- _Written instruction_
Scale the data from its first line through the line containing "<point>25,27</point>", both included, and give every line again with the requests unchanged. Multiply each answer coordinate by 0.45 and round to the nearest whole number, with halves rounded up.
Start
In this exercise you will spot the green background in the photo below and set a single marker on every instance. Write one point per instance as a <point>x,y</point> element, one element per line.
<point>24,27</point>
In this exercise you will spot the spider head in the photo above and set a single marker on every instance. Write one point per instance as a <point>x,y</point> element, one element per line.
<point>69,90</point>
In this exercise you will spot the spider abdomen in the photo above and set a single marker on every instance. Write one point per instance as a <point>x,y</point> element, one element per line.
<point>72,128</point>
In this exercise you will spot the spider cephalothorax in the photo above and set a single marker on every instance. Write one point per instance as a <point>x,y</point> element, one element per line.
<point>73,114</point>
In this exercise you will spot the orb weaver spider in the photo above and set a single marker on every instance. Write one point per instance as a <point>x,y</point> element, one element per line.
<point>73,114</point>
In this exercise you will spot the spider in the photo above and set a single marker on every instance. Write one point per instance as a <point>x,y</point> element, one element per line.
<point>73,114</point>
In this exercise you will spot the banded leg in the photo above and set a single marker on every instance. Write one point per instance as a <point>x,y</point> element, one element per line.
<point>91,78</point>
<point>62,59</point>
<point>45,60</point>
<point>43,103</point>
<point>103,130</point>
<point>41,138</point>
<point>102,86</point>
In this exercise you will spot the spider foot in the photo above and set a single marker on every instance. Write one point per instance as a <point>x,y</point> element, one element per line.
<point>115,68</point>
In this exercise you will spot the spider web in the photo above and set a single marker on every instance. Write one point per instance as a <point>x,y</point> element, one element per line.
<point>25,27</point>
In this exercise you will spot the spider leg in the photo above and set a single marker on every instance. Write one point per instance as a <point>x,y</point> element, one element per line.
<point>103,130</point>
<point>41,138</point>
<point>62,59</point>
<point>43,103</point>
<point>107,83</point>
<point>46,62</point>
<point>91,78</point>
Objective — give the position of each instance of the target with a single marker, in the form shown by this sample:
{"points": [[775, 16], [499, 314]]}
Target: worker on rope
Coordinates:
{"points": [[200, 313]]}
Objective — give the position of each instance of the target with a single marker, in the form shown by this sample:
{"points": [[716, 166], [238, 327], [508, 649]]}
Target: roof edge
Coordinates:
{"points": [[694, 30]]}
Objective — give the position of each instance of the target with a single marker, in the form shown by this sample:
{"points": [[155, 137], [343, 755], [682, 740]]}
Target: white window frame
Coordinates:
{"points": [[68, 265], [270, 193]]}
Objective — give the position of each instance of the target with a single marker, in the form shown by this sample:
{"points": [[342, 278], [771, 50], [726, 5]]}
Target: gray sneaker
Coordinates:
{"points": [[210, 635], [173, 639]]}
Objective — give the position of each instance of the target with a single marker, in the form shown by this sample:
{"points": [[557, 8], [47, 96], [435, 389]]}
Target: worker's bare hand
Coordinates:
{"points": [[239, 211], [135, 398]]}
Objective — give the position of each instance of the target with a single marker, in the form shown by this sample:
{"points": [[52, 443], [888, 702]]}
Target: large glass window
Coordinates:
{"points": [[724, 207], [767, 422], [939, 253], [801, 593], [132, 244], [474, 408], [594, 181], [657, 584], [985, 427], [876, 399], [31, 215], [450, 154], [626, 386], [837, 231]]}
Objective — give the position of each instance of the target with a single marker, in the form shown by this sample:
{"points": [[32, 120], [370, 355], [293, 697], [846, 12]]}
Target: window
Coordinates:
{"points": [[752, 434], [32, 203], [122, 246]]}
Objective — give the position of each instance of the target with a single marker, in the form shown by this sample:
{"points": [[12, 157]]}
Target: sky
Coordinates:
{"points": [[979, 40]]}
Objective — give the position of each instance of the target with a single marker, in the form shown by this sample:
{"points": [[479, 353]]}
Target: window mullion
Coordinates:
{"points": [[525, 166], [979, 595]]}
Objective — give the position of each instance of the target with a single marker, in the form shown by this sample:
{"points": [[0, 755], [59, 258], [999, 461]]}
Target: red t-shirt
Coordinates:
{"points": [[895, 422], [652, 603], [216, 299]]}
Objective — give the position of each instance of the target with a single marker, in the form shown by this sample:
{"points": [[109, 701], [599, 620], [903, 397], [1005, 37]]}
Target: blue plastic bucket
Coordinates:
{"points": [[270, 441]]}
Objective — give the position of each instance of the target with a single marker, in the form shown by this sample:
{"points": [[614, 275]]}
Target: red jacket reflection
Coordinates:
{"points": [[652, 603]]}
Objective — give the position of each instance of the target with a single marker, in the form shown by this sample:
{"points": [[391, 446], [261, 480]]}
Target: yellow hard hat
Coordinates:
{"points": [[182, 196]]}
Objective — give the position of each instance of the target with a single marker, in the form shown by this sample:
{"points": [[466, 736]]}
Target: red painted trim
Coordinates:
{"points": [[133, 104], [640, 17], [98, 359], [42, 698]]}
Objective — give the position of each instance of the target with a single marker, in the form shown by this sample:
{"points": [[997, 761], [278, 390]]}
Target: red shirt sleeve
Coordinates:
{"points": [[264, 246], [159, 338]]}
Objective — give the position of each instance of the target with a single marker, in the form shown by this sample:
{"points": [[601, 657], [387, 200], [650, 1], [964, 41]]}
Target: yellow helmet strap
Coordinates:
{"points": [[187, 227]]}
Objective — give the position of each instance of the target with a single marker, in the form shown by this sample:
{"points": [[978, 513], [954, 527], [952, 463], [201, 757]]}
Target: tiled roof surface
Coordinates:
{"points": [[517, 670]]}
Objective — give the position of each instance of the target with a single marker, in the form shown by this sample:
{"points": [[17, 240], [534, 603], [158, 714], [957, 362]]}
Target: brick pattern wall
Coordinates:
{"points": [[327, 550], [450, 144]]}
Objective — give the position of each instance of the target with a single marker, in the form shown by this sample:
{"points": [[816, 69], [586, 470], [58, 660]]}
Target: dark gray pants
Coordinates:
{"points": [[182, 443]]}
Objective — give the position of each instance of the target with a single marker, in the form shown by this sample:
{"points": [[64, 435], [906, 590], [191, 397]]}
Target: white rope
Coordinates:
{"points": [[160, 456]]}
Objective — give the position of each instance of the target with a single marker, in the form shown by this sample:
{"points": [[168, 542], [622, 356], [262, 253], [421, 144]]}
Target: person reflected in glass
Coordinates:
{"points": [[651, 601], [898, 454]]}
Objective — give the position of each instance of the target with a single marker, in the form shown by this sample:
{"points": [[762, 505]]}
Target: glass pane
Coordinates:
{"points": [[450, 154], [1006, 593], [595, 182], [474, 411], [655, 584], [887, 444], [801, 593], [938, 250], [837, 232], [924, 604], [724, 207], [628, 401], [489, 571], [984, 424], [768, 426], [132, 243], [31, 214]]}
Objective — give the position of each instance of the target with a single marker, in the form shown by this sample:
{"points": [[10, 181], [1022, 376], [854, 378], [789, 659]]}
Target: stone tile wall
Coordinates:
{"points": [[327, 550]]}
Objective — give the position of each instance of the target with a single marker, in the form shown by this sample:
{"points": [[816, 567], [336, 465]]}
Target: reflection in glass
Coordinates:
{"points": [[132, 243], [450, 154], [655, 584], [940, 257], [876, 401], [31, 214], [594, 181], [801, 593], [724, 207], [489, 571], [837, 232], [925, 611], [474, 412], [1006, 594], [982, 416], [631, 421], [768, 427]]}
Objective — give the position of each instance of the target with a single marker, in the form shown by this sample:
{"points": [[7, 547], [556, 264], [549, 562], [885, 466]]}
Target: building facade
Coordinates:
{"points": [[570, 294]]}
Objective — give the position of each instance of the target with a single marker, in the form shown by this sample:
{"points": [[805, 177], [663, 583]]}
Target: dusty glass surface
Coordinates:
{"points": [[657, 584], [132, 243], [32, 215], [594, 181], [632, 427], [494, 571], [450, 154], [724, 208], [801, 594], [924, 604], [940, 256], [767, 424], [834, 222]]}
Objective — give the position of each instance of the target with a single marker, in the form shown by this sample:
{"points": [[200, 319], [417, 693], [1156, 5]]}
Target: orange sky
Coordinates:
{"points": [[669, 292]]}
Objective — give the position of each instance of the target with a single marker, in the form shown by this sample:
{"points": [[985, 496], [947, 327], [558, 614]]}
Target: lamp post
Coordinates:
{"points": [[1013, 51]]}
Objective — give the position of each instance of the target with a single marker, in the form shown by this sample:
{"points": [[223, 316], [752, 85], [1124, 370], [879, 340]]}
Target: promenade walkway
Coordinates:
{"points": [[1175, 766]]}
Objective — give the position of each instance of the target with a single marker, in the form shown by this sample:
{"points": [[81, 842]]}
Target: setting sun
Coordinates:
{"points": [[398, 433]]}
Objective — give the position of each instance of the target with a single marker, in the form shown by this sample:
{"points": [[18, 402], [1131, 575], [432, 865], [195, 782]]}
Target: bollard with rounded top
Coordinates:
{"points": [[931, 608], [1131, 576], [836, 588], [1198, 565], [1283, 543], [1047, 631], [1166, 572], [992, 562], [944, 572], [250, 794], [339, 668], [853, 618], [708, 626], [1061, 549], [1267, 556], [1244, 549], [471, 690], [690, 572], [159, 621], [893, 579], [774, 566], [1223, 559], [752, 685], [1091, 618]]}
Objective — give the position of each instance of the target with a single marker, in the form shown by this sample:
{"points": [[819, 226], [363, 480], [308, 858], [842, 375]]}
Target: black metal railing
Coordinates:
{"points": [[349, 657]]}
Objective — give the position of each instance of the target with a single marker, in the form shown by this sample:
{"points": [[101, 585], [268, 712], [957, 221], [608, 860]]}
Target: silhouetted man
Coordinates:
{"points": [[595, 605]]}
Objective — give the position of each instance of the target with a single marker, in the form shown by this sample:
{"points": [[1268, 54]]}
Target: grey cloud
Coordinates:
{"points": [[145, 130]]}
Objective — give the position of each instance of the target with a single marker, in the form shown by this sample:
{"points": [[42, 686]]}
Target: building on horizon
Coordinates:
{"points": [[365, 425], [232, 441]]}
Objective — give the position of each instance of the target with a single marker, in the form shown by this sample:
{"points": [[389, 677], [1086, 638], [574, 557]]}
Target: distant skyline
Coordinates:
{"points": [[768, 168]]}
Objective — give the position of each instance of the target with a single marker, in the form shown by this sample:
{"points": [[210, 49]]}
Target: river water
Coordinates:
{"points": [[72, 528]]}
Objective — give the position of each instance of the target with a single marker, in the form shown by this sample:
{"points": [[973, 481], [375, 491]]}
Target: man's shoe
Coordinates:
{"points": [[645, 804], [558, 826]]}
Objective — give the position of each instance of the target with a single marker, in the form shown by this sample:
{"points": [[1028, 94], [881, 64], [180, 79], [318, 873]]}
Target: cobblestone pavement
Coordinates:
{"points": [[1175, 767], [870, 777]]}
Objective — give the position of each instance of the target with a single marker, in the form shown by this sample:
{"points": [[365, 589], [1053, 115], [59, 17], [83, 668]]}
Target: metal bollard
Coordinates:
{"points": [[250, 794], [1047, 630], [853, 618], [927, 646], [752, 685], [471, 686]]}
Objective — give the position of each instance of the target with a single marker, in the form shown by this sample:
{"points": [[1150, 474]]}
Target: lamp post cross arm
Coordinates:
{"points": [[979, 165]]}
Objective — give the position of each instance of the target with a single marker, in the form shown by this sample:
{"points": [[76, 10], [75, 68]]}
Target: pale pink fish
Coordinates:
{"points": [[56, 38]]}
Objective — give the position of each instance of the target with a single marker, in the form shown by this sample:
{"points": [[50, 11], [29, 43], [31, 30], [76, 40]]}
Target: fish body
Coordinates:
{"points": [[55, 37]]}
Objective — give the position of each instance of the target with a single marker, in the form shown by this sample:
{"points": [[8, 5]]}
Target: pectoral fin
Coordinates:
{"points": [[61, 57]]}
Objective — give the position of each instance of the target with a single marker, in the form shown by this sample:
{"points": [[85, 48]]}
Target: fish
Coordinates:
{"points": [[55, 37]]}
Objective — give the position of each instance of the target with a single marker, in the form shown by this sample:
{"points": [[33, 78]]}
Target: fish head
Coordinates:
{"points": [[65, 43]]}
End
- _Answer to this task_
In this exercise you will spot the green background in the photo below and set a single marker on every instance. Write one point per instance as a <point>x,y</point> element, one element per line.
<point>11,12</point>
In this exercise you will spot the spider head in the photo above and set a single marker on every instance. Write one point per instance as a <point>x,y</point> element, one element per line.
<point>31,41</point>
In this exercise you will spot the spider abdomen in the photo above and set a single marker on every instance. Write one point per instance as a <point>x,y</point> element, one element per line.
<point>32,58</point>
In this exercise you will spot the spider cephalothorax in the photo above and set a single marker on every instance. Write one point per instance as a <point>x,y</point> element, one element per line.
<point>33,51</point>
In this exercise you will spot the orb weaver spider in the photo above and set a single marker on every instance. Write one point per instance as a <point>x,y</point> element, one element per line.
<point>33,51</point>
In this exercise you will spot the spider in the photo above and set a single marker on every instance. Write one point per instance as a <point>x,y</point> element, one element per line.
<point>33,51</point>
In this exercise you will spot the banded leg in the photo above and set a single marker on every instance. Write one point per instance as a <point>x,y</point> element, one element per line.
<point>41,35</point>
<point>28,27</point>
<point>20,27</point>
<point>19,46</point>
<point>46,59</point>
<point>18,62</point>
<point>46,39</point>
In this exercise you will spot the spider foot in the photo above and set a single marker on every instance. Write one point per instance as a <point>x,y</point> element, one element per line.
<point>52,31</point>
In this exercise you will spot the spider web in the photo above and set a single marker on every instance. Write one point per instance as a <point>x,y</point> element, one element per line.
<point>11,12</point>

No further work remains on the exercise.